§ **Extract to read**
================

Hello, I would like to take women on dates. The problem that I’m currently facing is to know where I could meet some women.I just graduated from college, and never went on a date. I know that I should have experience by now what it is like to date someone, but back then in college I was extremely shy and couldn’t even hold a conversation for more than 10 seconds.
Now, I’m still a shy person.
Nevertheless, my shyness does not have such impact as it used to be during college times. I don’t know if I am able to do the first move when talking to a woman, since most of the time I met women from mutual friends.
As you can imagine, I don’t have any female friends.
I want to meet some women, and to take their numbers for eventually building a serious relationship and do some friends along the process.
Looking forward to your assistance,Thank you !
Good for you for getting out of your comfort zone and expanding your social life!
That’s brave and very necessary!
Here’s what I did when I was lonely and shy after my first divorce…
1) I recognized that shyness is an issue of the ego.
Our ego’s can be sensitive and fragile and hates being challenged… and when we meet new people we put our ego’s at risk of being questioned… “If she laughs at me or doesn’t like me does that mean I’m not as cool and awesome as my ego says I am?”

================

§ **Tasks to carry out**
**1.** In the dating advice thread, how long could the writer hold a conversation while in college?
**2.** Pick up the dating advice thread right after its final sentence and keep the reply going in the same voice.

================

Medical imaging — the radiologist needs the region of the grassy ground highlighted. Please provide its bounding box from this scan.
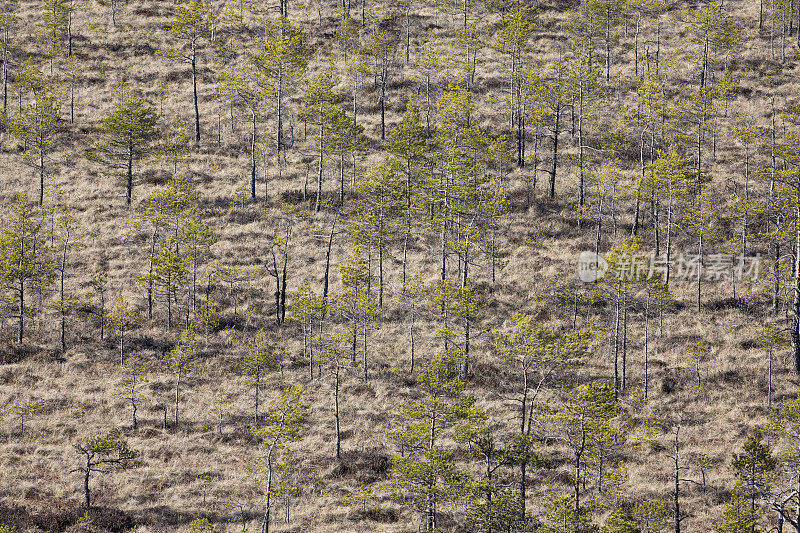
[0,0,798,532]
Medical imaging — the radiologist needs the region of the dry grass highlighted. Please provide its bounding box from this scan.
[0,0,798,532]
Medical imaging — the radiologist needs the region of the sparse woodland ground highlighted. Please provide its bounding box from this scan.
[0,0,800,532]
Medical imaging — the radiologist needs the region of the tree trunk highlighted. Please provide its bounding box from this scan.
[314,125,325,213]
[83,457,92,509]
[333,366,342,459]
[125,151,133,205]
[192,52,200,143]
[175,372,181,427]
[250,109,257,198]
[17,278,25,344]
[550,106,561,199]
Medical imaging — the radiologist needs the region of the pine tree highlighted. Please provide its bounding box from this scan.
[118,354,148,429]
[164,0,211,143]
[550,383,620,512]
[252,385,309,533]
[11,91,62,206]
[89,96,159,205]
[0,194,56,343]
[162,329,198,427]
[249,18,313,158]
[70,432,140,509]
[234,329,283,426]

================

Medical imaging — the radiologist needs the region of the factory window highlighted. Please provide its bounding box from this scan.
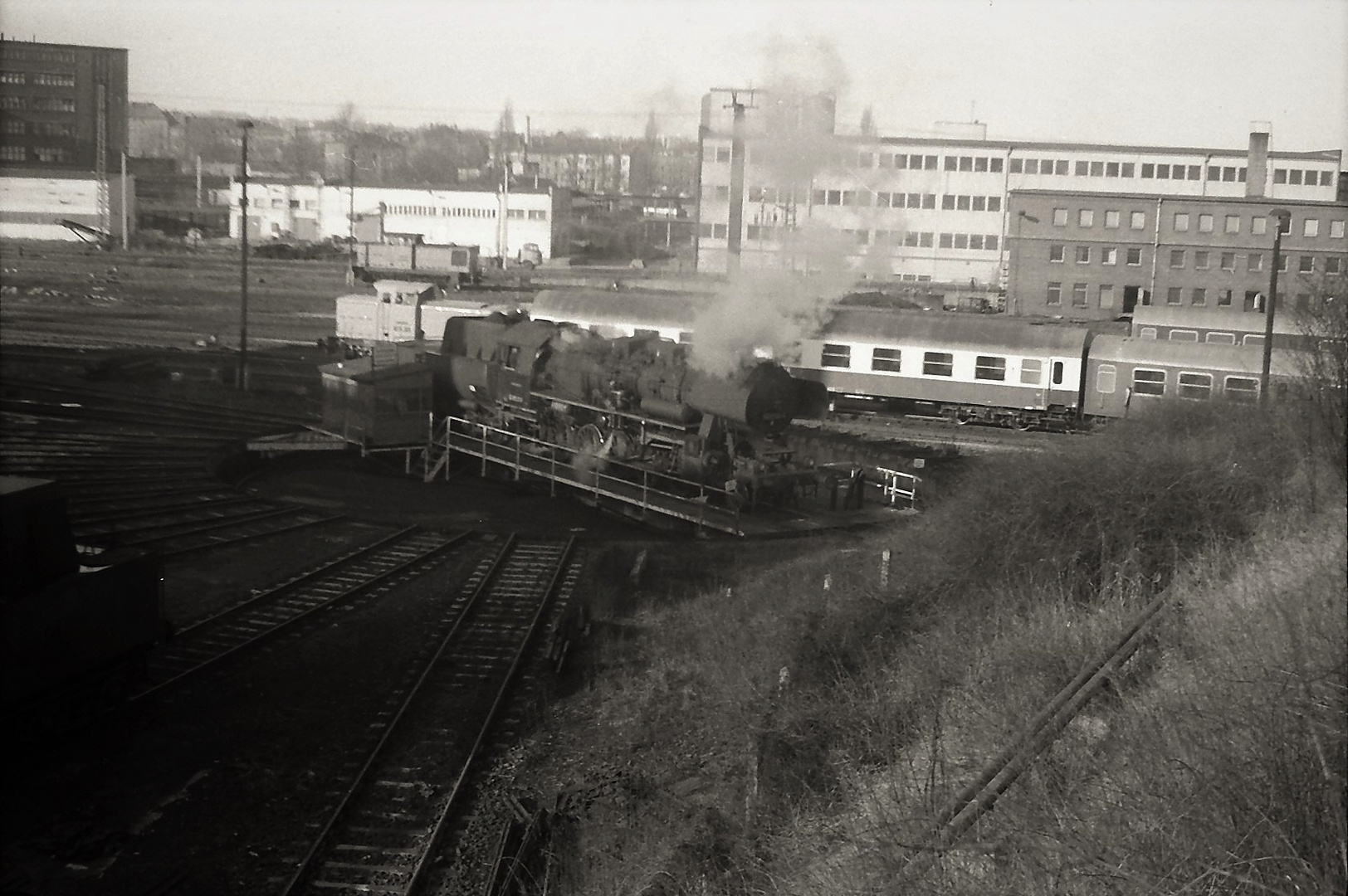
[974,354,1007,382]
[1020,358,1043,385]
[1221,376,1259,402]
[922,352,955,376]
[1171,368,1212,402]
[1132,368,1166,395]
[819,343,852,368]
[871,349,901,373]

================

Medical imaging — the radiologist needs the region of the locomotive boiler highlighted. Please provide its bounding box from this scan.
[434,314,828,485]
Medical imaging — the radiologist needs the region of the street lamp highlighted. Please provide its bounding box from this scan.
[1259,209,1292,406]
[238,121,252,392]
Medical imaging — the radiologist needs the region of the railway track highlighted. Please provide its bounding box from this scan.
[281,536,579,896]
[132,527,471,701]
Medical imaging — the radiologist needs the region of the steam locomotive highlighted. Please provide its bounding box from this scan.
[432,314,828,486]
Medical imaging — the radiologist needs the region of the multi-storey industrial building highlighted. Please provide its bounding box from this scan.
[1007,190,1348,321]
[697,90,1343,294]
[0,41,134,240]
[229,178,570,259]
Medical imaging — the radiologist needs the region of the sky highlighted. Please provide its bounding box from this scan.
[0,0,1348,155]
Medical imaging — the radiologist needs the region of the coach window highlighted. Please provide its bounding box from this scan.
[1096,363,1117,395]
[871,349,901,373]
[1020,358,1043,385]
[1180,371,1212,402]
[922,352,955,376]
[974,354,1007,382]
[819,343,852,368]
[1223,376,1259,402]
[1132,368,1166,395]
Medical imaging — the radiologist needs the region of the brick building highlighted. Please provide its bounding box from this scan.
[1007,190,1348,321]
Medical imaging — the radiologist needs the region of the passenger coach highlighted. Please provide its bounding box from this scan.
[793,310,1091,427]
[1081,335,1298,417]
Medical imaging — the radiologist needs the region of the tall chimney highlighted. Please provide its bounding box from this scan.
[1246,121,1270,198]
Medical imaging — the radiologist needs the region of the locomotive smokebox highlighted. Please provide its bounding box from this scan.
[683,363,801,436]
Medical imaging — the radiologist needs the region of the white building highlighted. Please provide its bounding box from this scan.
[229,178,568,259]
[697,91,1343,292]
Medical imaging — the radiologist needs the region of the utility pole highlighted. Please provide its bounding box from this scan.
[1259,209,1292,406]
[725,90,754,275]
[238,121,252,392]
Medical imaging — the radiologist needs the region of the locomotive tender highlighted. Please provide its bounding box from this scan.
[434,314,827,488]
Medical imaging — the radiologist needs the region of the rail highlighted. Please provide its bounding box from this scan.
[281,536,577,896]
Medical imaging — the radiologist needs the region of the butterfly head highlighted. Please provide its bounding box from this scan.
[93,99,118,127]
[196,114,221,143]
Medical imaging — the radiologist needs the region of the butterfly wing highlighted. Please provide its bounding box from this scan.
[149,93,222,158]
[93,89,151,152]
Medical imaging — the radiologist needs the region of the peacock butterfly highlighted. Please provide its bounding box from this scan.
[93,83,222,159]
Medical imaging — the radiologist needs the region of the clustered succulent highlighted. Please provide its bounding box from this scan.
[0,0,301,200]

================

§ **Responses in order**
**1.** No more than 10 seconds.

**2.**
Listen… we can live our lives at the mercy of everyone else’s opinions of us, or we can grow up and develop our OWN opinions.
Guess which one is better for our heart and our success in life?
Here’s a secret… everyone has the same fears.
We all fear we’re not good enough and we all fear social embarrassment and rejection. But that’s because we’re raised to CARE what everyone else thinks and feels.
But the reality is that NOBODY’s opinion MATTERS more than our own.
Because nobody else will walk in your shoes, and experience life the way you have. So they don’t really KNOW you. Everything everyone else does and says is about THEM, not about US.
When that hot woman rejects us, she’s not rejecting US, she’s rejecting our approach, and she’s reacting based on her own life’s traumas and experiences.
Maybe she was raped.
Maybe her creepy uncle made her fearful of new men.
Maybe her cousin is with her and she fears being judged for talking to a new cute guy.
It’s not our business.
All we should do is appreciate that what other people think of us is none of our business. That’s for them to worry about. All we need to do is handle ourselves, and embrace our OWN opinions.
When you practice this idea… and catch yourself worrying what others think, you’ll slowly harden yourself against the poor opinion of others.
And THEN you’ll BE FREE!
THEN it’ll be easy to talk to women.
So challenge yourself anytime you catch yourself worrying about what others think of you. This includes every time you’re in the mirror fixing your hair, or you’re adjusting what you’re going to say because you’re trying to make some person like you.
When ever you’re doing or saying something as way of influencing how others think about you… stop it.
And do the opposite.
So that you can challenge your ego, and force yourself to recognize that nothing bad is ever going to happen if they don’t like you.
You have to like you, that’s it.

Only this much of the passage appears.